-- Work required --
Can you find every line below that contains the word "sticker" and copy each one out in full?
====================
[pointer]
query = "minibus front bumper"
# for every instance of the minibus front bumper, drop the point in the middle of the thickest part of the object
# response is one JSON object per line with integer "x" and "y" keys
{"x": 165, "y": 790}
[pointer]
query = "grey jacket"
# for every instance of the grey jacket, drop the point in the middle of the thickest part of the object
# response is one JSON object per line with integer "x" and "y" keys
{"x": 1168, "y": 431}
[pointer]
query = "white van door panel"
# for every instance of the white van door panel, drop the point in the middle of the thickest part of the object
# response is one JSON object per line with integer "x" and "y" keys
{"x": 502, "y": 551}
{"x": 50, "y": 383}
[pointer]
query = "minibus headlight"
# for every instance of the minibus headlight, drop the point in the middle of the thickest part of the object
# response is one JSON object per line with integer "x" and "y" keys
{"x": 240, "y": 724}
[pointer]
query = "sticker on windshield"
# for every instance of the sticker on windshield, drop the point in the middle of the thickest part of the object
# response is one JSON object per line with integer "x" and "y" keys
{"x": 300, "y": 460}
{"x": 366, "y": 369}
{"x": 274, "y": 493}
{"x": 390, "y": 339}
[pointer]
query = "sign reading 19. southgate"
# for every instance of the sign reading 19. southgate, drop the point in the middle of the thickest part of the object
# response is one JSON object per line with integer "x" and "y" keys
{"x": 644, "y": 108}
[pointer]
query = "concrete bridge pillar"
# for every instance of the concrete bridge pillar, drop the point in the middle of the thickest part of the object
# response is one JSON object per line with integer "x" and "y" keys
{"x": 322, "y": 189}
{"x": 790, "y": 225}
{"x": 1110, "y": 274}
====================
-- Written answer --
query = "sticker on windshield"
# for every instance of the sticker on windshield, drop the point in the middle of the thickest part of the object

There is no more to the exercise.